>> START Excerpt to read

We had approximately 805.6 million shares outstanding at the end of the quarter.
Our debt-to-capitalization ratio was 16% at the end of the quarter.
Our annualized return on equity for the first three months of 2013 was 13.4%, and return on capital employed was 11.4%.
I'll now turn the call over to Steve Chazen to discuss other aspects of our operations and provide guidance for the second quarter of the year.
Steve Chazen - President and CEO
Thank you, Cynthia.
Occidental's domestic oil and gas segment produced record volumes for the 10th consecutive quarter, and continued to execute on our liquids production growth strategy.
First-quarter domestic production of 478,000 barrel equivalents per day consisting of 342,000 barrels of liquids, 817 million cubic feet of gas per day, was an increase of 3000 barrel equivalents per day compared to the fourth quarter of 2012.
We are executing a focus drilling program in our core areas and to date we are running ahead of our full-year objectives in our program to improve domestic operational capital efficiencies.
For example, we have reduced both our domestic well and operating cost by about 19% relative to 2012.
This is ahead of our previously stated targets of 15% well cost improvement, and a total oil and gas operating cost below $14 a barrel for 2013.
While we are still in the early stages of this process, and making a longer-term projection is difficult, our goal is to sustain the benefits realized to date, achieve additional savings in our drilling costs, and reach our 2011 operating cost level over time, without a loss in production or sacrificing safety.
The purpose of these initiatives is to improve our return on capital.
I will now turn the discussion over to Bill Albrecht who will provide details of our domestic drilling programs and of the capital and operational efficiencies initiatives that we have implemented.
Bill Albrecht - President, Domestic Oil & Gas Operations
Thank you, Steve.
This morning, I would like to share with you the three main objectives of our 2013 domestic program.
First, delineate our core or anchor drilling areas in the Permian basin.
We've accumulated more than 1.7 million net acres covering both relatively established and emerging plays in the Permian.
This year, we're focused on delineating incremental opportunities in established plays as well as testing the potential of many emerging plays.
Second, drive capital efficiency, particularly in our core drilling programs.
We believe that the results of our capital efficiency improvement program are not only scalable across our core programs, but that these results are also sustainable.
And third, enhance our cash margins through operating expense reductions.
Turning now to our first objective, our Permian basin activity.
As we said in the past, under current market conditions our growth will come largely from oil.
The Permian will play a key role in that growth.
In 2013, we expect to spend $1.9 billion in the Permian.
Approximately two-thirds of this capital will be spent in our non-CO2 business.
In this business, we will drill approximately 300 wells, 90% of which will be focused in four plays -- the Wolfberry, Yeso, Delaware Sands, and Wolfbone.
The Wolfberry has been a solid core play for many years at Oxy and represents the largest proportion of our activity.
In 2013, we will drill a mix of infill wells in already established core areas, and stepout wells in emerging areas of the play.
We expect stepout wells to pretty much mirror the solid results we have seen in drilling hundreds of Wolfberry wells in the last several years.
The Delaware will be about a quarter of our activity in 2013.
We are seeing increased opportunity to enhance economics utilizing horizontal drilling and completions to develop established Titan reservoirs.

>> END Excerpt to read

**Aim 1:**
Copy the earnings call excerpt between "Our annualized return" and "of the year.", inclusive, renaming "Steve Chazen" as "Stephen Chazen" wherever it occurs.
**Aim 2:**
Based on the earnings call excerpt, decide whether each statement agrees with it, answering yes or no and quoting the words that decide it: (a) The debt-to-capitalization ratio was 16% at the end of the quarter. (b) Domestic well and operating cost fell by about 15% relative to 2012. (c) The Delaware will account for about half of the activity in 2013.

>> START Provided material

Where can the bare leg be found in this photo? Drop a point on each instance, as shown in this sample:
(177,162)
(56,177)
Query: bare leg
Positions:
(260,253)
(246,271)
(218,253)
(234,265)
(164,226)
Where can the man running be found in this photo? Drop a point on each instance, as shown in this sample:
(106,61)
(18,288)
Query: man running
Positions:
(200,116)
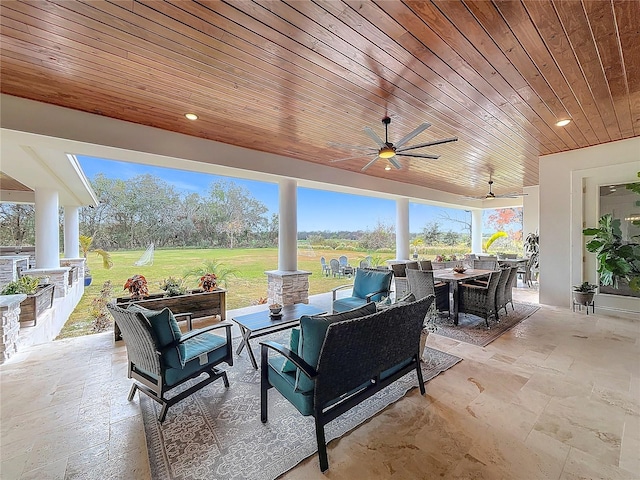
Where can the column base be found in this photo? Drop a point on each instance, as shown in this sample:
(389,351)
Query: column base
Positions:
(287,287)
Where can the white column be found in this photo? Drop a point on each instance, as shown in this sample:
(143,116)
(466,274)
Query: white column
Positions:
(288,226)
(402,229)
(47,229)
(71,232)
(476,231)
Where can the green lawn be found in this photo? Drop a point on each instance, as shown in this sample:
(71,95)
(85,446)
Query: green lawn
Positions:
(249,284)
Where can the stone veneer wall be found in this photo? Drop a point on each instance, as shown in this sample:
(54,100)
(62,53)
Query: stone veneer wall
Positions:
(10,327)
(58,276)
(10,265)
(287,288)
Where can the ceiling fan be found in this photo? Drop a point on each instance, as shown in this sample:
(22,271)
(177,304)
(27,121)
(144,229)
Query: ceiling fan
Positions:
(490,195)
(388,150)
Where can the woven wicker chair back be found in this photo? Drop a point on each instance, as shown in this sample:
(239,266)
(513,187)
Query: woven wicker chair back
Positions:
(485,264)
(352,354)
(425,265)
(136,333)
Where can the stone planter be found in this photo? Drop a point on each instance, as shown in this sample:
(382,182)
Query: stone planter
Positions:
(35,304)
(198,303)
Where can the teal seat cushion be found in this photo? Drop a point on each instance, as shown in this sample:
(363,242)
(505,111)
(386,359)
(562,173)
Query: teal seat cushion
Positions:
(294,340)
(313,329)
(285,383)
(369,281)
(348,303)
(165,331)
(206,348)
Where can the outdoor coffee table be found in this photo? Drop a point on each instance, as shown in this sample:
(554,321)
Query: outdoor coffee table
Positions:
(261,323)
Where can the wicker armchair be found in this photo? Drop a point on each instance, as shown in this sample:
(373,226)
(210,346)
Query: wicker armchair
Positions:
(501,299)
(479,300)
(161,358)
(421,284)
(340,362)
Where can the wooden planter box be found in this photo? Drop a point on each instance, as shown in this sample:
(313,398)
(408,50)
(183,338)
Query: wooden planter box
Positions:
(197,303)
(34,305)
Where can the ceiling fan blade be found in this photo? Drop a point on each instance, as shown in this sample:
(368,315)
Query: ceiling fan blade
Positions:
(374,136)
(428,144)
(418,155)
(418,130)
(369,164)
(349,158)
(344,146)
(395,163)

>> END Provided material

**Full response 1:**
Our annualized return on equity for the first three months of 2013 was 13.4%, and return on capital employed was 11.4%.
I'll now turn the call over to Stephen Chazen to discuss other aspects of our operations and provide guidance for the second quarter of the year.

**Full response 2:**
(a) Yes: "Our debt-to-capitalization ratio was 16% at the end of the quarter."
(b) No: "we have reduced both our domestic well and operating cost by about 19% relative to 2012."
(c) No: "The Delaware will be about a quarter of our activity in 2013."